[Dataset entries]
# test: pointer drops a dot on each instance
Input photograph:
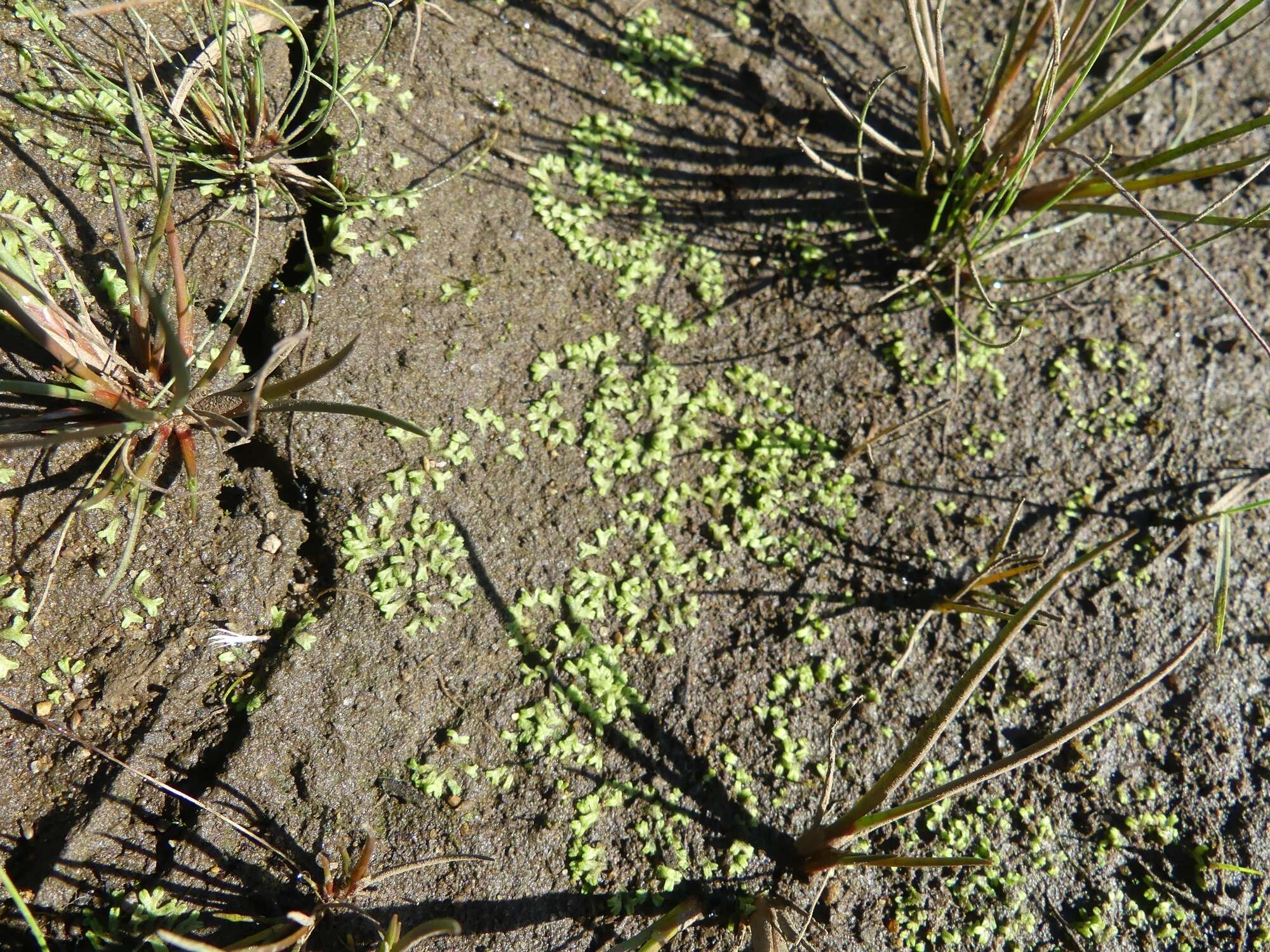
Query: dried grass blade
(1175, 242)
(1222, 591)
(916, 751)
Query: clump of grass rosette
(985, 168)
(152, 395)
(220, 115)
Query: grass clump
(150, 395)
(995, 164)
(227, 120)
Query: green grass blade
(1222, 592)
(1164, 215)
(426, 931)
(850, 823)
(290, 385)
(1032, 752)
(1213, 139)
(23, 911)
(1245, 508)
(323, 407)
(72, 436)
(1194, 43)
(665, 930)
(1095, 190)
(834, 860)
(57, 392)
--
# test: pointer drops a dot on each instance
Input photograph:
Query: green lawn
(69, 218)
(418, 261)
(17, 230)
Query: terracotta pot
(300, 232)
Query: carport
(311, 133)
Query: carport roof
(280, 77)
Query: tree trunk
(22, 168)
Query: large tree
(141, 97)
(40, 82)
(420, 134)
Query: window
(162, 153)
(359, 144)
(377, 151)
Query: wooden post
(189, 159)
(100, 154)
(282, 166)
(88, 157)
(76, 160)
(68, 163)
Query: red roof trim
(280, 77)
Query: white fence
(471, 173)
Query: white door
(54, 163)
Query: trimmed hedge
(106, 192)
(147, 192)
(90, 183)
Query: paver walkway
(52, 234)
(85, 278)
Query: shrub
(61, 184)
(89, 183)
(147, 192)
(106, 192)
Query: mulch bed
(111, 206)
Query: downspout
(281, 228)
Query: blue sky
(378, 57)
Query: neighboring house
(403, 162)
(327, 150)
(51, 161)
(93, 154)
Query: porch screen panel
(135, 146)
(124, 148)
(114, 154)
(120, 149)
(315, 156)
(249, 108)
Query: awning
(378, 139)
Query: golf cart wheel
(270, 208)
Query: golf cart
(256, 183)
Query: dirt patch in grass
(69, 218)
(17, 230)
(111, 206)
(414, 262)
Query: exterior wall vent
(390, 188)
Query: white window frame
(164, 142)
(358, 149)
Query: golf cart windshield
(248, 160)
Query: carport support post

WHAT YOU SHOULD DO
Please return only the lines above, starting at the line that has "Query: shrub" and ending at the line that has "Query: carport support post", keeping both and leaving each one unchanged.

ANSWER TO THIS TASK
Query: shrub
(61, 184)
(89, 183)
(147, 192)
(106, 192)
Query: mulch bed
(111, 206)
Query: downspout
(281, 228)
Query: blue sky
(378, 57)
Query: neighboring house
(403, 162)
(327, 150)
(51, 161)
(93, 154)
Query: porch screen panel
(135, 146)
(124, 148)
(114, 154)
(120, 149)
(315, 156)
(249, 108)
Query: awning
(378, 139)
Query: golf cart wheel
(270, 208)
Query: golf cart
(256, 183)
Query: dirt patch in grass
(69, 218)
(17, 230)
(111, 206)
(414, 262)
Query: exterior wall vent
(390, 188)
Query: white window frame
(164, 142)
(358, 149)
Query: golf cart windshield
(248, 160)
Query: carport support post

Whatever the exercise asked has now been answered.